(Stored entries)
==================================================

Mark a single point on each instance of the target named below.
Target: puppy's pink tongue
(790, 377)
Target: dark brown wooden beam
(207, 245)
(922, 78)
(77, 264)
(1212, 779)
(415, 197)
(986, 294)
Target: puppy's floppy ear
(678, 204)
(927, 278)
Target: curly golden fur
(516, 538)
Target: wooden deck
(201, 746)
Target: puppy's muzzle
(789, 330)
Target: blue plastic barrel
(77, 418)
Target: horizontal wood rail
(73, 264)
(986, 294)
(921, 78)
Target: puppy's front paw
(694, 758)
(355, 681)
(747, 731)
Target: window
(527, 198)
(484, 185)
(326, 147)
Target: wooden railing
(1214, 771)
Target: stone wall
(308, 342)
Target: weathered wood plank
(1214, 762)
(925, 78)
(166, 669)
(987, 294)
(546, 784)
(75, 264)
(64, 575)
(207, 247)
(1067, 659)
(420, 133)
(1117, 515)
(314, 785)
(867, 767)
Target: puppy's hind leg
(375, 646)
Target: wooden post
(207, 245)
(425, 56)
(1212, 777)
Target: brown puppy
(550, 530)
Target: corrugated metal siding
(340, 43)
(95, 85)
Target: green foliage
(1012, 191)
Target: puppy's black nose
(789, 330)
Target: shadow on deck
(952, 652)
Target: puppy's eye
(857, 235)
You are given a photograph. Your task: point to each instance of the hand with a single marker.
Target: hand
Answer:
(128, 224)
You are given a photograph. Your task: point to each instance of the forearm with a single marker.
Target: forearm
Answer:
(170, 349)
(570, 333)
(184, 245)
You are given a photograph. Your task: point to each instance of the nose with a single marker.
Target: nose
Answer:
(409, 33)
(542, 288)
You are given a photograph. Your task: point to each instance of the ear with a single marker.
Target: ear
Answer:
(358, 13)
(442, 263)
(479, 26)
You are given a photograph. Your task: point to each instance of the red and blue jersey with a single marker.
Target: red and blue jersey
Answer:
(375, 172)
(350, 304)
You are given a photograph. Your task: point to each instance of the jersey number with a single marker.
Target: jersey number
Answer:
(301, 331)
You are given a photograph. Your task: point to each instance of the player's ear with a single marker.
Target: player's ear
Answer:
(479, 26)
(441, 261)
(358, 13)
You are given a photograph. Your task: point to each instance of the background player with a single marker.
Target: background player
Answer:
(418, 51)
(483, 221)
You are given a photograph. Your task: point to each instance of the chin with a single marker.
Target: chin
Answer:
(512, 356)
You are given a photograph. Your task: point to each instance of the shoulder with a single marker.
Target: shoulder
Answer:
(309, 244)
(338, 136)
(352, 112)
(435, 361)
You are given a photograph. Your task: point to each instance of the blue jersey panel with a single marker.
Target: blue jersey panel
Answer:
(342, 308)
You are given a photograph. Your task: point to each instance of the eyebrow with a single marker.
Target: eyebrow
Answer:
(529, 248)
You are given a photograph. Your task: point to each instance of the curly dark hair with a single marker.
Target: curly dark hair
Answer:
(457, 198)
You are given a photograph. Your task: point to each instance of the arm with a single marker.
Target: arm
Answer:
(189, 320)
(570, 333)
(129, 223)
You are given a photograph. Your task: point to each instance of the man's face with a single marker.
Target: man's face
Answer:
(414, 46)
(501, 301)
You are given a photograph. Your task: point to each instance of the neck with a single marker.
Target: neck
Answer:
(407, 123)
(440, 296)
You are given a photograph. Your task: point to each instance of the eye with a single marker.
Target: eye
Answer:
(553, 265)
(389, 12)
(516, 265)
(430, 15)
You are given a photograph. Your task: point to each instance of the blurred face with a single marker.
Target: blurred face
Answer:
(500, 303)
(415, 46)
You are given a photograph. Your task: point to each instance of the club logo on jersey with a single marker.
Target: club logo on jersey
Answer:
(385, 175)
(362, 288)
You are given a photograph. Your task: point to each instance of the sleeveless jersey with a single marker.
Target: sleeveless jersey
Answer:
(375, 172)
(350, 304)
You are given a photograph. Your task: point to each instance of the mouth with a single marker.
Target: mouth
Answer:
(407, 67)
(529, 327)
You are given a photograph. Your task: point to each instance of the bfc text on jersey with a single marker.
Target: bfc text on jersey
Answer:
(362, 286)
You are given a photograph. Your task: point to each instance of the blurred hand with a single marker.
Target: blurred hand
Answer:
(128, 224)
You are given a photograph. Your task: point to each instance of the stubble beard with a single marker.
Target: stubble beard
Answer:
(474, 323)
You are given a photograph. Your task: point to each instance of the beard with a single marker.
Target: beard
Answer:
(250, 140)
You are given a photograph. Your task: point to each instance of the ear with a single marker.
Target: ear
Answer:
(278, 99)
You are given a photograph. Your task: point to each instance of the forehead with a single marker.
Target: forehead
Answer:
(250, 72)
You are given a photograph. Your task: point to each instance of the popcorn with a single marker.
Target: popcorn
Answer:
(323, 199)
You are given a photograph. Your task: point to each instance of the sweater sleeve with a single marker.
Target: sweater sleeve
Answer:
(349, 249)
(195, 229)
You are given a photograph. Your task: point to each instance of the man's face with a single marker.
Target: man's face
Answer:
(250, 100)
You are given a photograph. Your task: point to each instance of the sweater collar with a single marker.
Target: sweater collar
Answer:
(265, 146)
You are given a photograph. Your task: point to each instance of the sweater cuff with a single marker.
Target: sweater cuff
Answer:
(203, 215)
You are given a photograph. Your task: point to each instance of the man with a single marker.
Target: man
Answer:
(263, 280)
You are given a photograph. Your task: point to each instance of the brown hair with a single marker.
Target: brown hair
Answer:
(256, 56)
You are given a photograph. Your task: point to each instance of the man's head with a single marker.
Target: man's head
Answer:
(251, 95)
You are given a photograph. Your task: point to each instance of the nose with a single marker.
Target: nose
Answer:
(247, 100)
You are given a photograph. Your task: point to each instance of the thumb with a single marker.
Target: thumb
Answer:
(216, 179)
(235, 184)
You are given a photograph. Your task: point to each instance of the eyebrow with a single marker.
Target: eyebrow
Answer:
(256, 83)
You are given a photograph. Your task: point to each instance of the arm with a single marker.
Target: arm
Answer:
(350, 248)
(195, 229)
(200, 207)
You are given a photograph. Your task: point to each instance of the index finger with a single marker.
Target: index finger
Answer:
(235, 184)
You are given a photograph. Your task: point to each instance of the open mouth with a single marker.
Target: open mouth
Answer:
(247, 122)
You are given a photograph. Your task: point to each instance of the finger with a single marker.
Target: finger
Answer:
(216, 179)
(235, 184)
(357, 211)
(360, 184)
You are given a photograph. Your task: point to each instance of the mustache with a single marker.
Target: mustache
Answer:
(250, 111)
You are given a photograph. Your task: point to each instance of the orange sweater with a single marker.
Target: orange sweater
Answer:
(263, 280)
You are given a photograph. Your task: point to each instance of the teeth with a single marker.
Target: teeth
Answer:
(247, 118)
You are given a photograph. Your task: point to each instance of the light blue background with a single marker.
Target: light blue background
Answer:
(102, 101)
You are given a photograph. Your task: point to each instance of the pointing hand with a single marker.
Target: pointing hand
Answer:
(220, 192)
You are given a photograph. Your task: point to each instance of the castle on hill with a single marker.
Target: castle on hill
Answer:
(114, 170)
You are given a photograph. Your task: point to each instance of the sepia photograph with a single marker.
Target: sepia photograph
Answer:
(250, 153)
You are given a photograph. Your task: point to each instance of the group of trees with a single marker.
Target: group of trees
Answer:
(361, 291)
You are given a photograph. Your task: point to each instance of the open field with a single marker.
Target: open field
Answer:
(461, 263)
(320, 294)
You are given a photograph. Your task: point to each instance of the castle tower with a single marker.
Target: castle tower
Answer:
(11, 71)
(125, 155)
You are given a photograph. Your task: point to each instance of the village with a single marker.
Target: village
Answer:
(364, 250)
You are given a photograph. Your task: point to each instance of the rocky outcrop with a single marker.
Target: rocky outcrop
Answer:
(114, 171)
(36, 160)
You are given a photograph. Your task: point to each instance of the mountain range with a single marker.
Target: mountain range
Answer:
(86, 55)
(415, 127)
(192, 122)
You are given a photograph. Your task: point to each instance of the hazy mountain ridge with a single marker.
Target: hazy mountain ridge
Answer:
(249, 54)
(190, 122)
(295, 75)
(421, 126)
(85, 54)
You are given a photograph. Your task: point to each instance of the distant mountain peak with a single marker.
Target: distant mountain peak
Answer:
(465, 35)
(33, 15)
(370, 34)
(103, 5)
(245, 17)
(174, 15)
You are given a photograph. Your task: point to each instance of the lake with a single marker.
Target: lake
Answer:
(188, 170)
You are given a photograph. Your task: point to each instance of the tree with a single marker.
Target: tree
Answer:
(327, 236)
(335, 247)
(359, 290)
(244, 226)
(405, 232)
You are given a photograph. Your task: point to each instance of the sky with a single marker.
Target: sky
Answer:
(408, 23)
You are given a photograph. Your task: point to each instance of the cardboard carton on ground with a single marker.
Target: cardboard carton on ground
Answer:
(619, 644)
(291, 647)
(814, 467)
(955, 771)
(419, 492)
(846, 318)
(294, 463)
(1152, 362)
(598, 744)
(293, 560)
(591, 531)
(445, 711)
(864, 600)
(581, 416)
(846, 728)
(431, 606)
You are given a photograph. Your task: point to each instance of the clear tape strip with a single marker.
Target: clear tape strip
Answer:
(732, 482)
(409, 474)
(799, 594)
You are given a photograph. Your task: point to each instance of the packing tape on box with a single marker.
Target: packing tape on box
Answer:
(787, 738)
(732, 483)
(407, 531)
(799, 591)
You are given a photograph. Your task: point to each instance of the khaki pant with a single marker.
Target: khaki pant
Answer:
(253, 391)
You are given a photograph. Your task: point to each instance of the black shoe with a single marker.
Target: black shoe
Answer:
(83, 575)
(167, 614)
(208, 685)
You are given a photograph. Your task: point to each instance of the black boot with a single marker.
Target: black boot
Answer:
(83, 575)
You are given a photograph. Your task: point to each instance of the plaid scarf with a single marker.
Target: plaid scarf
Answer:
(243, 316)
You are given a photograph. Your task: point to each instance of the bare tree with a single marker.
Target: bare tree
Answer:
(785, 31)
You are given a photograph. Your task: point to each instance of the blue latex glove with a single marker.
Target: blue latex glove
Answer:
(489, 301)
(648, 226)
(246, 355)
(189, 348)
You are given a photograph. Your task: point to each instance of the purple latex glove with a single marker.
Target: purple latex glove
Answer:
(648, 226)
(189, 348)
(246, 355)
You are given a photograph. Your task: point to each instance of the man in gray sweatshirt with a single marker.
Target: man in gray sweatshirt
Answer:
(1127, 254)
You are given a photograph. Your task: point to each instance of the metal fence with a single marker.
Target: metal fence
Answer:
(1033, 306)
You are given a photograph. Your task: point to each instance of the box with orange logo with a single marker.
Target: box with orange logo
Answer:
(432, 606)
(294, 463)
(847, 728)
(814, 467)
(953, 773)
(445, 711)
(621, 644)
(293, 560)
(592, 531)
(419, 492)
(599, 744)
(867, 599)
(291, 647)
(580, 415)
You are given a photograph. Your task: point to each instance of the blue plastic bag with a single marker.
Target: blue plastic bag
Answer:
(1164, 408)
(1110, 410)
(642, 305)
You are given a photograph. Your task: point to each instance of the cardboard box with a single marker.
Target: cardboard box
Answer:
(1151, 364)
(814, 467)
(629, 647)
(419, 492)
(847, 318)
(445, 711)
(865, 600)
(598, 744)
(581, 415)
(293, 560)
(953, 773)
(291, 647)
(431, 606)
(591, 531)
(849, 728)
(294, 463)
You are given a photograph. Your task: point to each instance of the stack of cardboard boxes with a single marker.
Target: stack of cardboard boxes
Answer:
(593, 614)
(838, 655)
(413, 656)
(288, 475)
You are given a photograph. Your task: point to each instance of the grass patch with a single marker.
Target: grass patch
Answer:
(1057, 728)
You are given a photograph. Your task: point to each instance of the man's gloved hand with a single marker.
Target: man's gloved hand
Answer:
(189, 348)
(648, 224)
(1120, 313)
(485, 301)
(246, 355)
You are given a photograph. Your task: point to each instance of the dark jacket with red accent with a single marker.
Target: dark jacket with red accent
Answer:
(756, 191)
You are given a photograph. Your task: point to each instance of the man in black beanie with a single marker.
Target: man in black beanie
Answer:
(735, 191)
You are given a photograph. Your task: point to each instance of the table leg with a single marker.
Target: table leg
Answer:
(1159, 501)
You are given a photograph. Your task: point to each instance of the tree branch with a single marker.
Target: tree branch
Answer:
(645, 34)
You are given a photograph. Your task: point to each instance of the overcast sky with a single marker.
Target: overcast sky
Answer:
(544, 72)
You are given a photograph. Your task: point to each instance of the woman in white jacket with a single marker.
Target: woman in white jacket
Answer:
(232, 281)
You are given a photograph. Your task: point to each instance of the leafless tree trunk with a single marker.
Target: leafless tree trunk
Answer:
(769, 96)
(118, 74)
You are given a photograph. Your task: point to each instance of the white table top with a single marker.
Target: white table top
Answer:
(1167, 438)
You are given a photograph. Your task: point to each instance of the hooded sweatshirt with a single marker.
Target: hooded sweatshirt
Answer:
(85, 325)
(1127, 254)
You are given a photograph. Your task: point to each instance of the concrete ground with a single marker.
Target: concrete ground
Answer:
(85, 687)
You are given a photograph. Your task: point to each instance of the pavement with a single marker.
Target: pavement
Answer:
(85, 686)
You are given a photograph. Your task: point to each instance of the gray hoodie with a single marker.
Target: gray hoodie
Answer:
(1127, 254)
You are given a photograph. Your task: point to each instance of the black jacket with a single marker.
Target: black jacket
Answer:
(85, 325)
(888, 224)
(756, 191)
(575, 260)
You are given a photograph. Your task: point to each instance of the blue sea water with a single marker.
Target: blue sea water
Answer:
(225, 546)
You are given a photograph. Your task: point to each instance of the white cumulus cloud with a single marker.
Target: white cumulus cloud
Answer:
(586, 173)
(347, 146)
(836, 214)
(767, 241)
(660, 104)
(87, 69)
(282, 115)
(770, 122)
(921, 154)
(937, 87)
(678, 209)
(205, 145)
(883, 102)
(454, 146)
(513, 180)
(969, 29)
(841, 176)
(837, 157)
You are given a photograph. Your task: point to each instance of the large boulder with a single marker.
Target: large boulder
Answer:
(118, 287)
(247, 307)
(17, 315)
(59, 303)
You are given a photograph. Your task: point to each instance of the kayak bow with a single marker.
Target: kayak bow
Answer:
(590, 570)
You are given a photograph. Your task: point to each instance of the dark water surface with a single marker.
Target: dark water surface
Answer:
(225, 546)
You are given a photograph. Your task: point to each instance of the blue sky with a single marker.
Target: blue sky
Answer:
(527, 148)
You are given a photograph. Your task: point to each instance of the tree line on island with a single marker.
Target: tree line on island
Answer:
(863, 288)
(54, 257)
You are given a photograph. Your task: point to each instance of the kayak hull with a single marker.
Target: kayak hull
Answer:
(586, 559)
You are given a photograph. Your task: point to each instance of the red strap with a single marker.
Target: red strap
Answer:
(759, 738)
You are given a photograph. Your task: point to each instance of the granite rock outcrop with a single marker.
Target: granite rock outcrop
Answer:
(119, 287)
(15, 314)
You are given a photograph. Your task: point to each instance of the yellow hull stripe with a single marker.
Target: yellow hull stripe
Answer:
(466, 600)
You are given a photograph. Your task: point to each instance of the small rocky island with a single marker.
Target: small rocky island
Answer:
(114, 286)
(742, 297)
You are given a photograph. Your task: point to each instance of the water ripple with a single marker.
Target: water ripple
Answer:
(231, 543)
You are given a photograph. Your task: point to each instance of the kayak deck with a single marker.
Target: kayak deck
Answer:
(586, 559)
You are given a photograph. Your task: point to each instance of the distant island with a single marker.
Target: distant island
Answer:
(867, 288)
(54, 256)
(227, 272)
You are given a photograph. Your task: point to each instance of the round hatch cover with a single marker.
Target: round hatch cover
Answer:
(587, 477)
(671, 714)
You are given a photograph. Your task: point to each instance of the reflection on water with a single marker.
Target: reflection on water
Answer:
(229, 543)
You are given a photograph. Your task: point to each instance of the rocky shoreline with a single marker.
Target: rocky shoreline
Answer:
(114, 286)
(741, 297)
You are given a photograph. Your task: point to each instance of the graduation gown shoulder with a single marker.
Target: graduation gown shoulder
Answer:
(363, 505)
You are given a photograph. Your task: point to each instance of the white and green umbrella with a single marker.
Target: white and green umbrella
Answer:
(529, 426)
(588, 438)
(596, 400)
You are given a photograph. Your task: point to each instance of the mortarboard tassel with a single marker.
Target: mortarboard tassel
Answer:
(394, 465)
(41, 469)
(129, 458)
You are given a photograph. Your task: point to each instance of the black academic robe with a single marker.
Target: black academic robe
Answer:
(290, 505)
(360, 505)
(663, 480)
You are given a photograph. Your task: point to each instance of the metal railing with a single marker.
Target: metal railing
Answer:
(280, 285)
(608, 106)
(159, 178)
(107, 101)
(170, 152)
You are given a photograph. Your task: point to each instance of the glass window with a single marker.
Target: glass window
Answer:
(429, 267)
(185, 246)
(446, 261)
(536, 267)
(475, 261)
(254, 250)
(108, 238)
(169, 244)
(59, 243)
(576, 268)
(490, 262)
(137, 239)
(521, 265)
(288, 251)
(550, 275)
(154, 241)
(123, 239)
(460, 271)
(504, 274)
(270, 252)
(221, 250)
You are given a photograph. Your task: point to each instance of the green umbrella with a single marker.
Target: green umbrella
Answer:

==================================================

**EXERCISE GOAL**: Copy word for word the records from the line containing "and green umbrella with a single marker." through the end of the records, including both ends.

**SOLUTION TO THIS PROBLEM**:
You are given a photograph. Your task: point to each instance of the white and green umbrella with a single marker.
Target: white and green umbrella
Answer:
(529, 426)
(588, 438)
(596, 400)
You are given a photograph. Your task: point to each instance of the mortarboard tassel with a single marker.
Target: mortarboard tassel
Answer:
(394, 465)
(41, 469)
(129, 458)
You are given a photograph. Your task: point to each instance of the black academic robe with a single marker.
Target: black academic robe
Answer:
(290, 505)
(360, 505)
(663, 480)
You are given a photograph. Your task: point to each instance of the metal railing with a single marker.
Target: metal railing
Answer:
(280, 285)
(608, 106)
(159, 178)
(107, 101)
(170, 152)
You are given a photograph. Your task: point to each instance of the glass window with a single marker.
Target: glass window
Answer:
(429, 267)
(185, 246)
(446, 261)
(536, 267)
(475, 261)
(254, 250)
(108, 238)
(169, 244)
(59, 243)
(576, 268)
(490, 262)
(137, 239)
(521, 265)
(288, 251)
(550, 275)
(154, 241)
(123, 239)
(460, 271)
(504, 274)
(270, 252)
(221, 250)
You are given a photograph. Your task: point to each instance of the green umbrella with a single marker.
Target: green umbrella
Answer:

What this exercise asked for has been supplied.